Please reproduce every one of the following records word for word, with nothing added, dropped, or changed.

━━━━━━━━

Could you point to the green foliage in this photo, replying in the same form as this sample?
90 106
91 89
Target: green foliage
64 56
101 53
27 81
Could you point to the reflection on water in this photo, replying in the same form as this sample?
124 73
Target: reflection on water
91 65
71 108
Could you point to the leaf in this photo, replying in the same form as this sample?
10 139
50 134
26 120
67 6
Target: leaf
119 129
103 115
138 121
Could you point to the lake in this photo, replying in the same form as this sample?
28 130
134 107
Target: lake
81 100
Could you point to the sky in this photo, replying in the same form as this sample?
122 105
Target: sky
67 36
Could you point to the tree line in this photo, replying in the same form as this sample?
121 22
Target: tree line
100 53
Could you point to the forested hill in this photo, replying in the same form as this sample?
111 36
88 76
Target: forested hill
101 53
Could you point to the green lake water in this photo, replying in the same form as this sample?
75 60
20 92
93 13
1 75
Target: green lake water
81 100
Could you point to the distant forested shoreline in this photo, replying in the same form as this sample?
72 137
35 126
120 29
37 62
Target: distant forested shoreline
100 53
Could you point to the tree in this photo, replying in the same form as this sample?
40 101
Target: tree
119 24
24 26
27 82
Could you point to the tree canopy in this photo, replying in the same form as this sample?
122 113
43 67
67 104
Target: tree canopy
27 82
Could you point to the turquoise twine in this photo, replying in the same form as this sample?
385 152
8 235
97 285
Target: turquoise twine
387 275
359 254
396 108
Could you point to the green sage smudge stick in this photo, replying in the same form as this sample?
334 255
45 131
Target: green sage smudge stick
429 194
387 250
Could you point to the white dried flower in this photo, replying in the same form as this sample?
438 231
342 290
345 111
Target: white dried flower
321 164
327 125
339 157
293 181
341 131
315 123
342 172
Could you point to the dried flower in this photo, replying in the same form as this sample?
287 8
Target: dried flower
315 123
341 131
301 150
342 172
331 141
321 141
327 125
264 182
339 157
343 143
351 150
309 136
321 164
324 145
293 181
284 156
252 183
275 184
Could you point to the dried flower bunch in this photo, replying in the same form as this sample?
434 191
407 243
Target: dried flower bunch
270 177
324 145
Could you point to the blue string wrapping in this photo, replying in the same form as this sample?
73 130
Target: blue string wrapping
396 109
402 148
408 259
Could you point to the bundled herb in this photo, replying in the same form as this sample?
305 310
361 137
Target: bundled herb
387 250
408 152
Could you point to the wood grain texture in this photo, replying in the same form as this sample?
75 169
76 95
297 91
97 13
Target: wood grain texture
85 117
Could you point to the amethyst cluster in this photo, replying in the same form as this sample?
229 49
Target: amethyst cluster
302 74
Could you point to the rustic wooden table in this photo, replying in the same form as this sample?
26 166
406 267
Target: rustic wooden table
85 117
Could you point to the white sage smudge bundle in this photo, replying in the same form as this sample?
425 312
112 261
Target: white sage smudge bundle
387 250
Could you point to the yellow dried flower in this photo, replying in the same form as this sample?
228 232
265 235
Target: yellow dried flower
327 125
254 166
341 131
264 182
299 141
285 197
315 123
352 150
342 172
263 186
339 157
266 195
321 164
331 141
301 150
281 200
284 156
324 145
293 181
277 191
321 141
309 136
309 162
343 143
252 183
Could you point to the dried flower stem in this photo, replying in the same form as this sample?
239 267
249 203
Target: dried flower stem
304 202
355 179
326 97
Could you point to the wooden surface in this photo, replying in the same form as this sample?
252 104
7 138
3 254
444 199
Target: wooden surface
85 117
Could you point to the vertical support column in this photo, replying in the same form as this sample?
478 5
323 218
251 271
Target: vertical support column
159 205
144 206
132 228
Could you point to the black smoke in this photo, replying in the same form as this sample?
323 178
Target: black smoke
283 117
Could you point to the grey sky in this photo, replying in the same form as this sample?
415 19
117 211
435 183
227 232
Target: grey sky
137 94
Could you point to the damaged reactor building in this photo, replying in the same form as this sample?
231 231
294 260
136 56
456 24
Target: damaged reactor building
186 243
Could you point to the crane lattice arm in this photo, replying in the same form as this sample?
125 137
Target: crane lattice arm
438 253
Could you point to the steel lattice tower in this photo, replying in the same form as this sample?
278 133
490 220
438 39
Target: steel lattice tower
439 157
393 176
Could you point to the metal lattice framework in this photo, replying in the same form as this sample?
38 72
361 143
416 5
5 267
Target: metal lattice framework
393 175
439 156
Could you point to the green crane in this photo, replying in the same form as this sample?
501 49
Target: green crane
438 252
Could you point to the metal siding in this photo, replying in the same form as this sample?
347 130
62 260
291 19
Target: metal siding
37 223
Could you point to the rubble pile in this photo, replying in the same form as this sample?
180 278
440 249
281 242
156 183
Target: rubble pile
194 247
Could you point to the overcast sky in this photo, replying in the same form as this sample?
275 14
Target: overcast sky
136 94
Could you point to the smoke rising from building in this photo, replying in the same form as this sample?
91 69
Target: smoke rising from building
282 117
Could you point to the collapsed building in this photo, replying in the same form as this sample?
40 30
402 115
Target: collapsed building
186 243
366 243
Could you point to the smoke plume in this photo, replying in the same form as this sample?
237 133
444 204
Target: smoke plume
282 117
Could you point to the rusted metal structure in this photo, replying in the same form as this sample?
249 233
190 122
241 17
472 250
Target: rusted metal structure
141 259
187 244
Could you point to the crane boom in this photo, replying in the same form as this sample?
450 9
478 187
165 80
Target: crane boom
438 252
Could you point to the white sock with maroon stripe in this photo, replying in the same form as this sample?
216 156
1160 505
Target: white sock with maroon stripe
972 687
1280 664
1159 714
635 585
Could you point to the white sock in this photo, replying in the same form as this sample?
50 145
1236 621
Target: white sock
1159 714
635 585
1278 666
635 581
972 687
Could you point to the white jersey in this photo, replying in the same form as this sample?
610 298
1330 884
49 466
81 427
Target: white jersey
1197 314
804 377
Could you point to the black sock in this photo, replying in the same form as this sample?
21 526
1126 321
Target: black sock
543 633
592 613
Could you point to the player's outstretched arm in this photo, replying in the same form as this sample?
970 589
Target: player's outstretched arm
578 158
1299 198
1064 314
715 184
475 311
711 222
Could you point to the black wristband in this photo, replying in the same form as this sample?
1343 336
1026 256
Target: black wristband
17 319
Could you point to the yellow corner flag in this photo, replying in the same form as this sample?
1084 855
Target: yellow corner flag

━━━━━━━━

### Exercise answer
Could you point to the green foliage in this photo, replying in the same form as this sample?
90 106
91 89
Target: green foliage
64 56
101 53
27 81
Could you point to the reflection on water in this photo, replying in the same form as this sample?
124 73
Target: reflection on water
91 65
71 108
Could you point to the leaf in this photo, replying in the same form as this sample?
10 139
50 134
26 120
67 6
Target: leaf
119 129
103 115
138 121
Could you point to the lake in this photo, replying in the same form as this sample?
28 130
134 107
Target: lake
81 100
Could you point to the sky in this photo, replying in the same form as this sample?
122 105
Target: sky
67 36
Could you point to the tree line in this photo, replying in the same form as this sample?
121 22
Target: tree line
100 53
Could you point to the forested hill in this photo, replying in the same form as this sample?
111 36
88 76
Target: forested hill
101 53
Could you point to the green lake water in this photo, replying in the same form as this sample?
75 60
20 92
93 13
1 75
Target: green lake water
81 100
Could you point to the distant forested shoreline in this photo, replying in the same form as this sample?
72 137
35 126
120 29
37 62
Target: distant forested shoreline
100 53
Could you point to the tree in this photo, replying in the same form as this sample?
40 101
Target: tree
119 24
24 26
27 82
Could you point to the tree canopy in this photo, replying in the same form as this sample?
122 113
43 67
67 104
Target: tree canopy
27 82
Could you point to the turquoise twine in this photo, replying in the same form as this sample?
385 152
8 235
97 285
Target: turquoise twine
387 275
359 254
396 108
Could you point to the green sage smudge stick in this photo, replying in the same form as this sample?
334 255
45 131
Target: green sage smudge stick
429 194
387 250
Could you point to the white dried flower in this photo, replying in the same form as this sample?
438 231
342 290
345 111
Target: white dried flower
321 164
327 125
339 157
293 181
341 131
315 123
342 172
Could you point to the dried flower in this photo, replying in the same form as this sample?
287 8
Target: dried flower
315 123
341 131
301 150
342 172
331 141
321 141
327 125
264 182
339 157
343 143
351 150
309 136
321 164
324 145
293 181
284 156
252 183
275 184
Could you point to the dried flower bunch in this photo, replying in the same form as this sample?
434 191
407 243
Target: dried flower bunch
270 177
324 145
Could you point to the blue string wrapping in this photo, replying in the same form as this sample?
73 130
Target: blue string wrapping
396 109
402 148
408 259
Could you point to the bundled herb in this photo, replying in the same form as this sample?
305 310
361 137
Target: bundled herb
387 250
408 152
Could you point to the wood grain texture in this photo, replying in the same form as this sample?
75 169
76 95
297 91
97 13
Target: wood grain texture
85 117
Could you point to the amethyst cluster in this photo, replying in the same form as this sample?
229 49
Target: amethyst cluster
302 74
Could you point to the rustic wooden table in this photo, replying in the same form as this sample?
26 166
406 267
Target: rustic wooden table
85 117
Could you point to the white sage smudge bundle in this photo, replying in the same form as this sample?
425 312
112 261
Target: white sage smudge bundle
387 250
Could you point to the yellow dried flower in this photo, replying in the same form as this sample?
228 232
265 235
Target: yellow dried flower
327 125
254 166
341 131
264 182
299 141
285 197
315 123
352 150
342 172
263 186
339 157
266 195
321 164
331 141
301 150
281 200
284 156
324 145
293 181
277 191
321 141
309 136
309 162
343 143
252 183
Could you point to the dried flower stem in this photo, replying in the same form as this sample?
239 267
249 203
Target: dried flower stem
304 202
355 179
326 97
Could you point to the wooden surface in this photo, replying in the same form as this sample?
252 104
7 138
3 254
444 199
Target: wooden surface
85 117
Could you point to the vertical support column in this photo, replying in the same form as this sample?
478 5
323 218
251 271
Target: vertical support column
159 205
144 206
132 228
Could you point to the black smoke in this photo, replying in the same form as this sample?
323 178
Target: black smoke
283 117
Could you point to the grey sky in this photo, replying in the same form as this sample?
415 19
117 211
435 183
227 232
Target: grey sky
137 94
Could you point to the damaged reactor building in this photo, replying in the same form as this sample?
231 231
294 260
136 56
456 24
Target: damaged reactor building
186 243
Could you point to the crane lattice arm in this photo, replying in the same form as this sample?
125 137
Target: crane lattice arm
438 253
Could you point to the steel lattice tower in this photo, replying in the same form as this sample?
278 133
490 220
438 39
Target: steel lattice tower
439 157
393 176
Could you point to the metal lattice framework in this photo, replying in the same form as this sample?
38 72
361 143
416 5
5 267
Target: metal lattice framework
393 175
439 156
Could you point to the green crane in this photo, replying in the same form as this sample?
501 49
Target: green crane
438 252
Could you point to the metal siding in this photo, replying in the same form as this sample?
347 130
62 260
291 19
Target: metal siding
37 223
Could you point to the rubble pile in this photo, replying in the same form as this sample?
180 278
440 249
281 242
156 183
Target: rubble pile
194 247
Could you point to the overcast sky in this photo, replying in the same form as this sample?
275 14
Target: overcast sky
136 94
Could you point to the smoke rising from building in this photo, replying in the same form as this sample?
91 69
Target: smoke rising from building
282 117
Could you point to the collapsed building in this photo, replying in the same form as this sample?
40 30
402 115
Target: collapsed building
186 243
366 243
Could you point to the smoke plume in this photo, replying in the same form as this sample?
237 133
444 204
Target: smoke plume
282 117
Could you point to the rusted metal structure in this photo, replying in the same form as this sample?
249 233
190 122
241 17
472 250
Target: rusted metal structure
141 259
187 244
Could you point to the crane boom in this photo, replying in the same form as this sample?
450 9
478 187
165 80
Target: crane boom
438 252
Could you point to the white sock with maroon stripe in this photo, replying in the same form as this sample?
216 156
1160 505
Target: white sock with maroon stripe
972 687
1280 664
1159 714
635 585
Could you point to the white sock in this photo, replying in the same form as this sample?
50 145
1236 621
Target: white sock
1159 714
635 585
1278 666
635 581
972 687
Could you point to the white jersey in this photo, replying in the same form as this sample?
610 298
1330 884
49 466
81 427
Target: white jersey
1197 314
804 377
Could you point to the black sock in this photo, replying in the same form as this sample?
21 526
1126 321
Target: black sock
543 633
592 613
Could you point to the player's outstretched arm in this photo, replying in the same form as this sample?
970 589
Target: player's outstretched arm
578 158
1299 198
1064 314
715 184
475 311
711 222
Could you point to the black wristband in this photo, replying in the same form as this sample?
1343 336
1026 256
Target: black wristband
17 319
Could you point to the yellow corner flag in this photo, replying in the same form as this sample?
1084 855
Target: yellow corner flag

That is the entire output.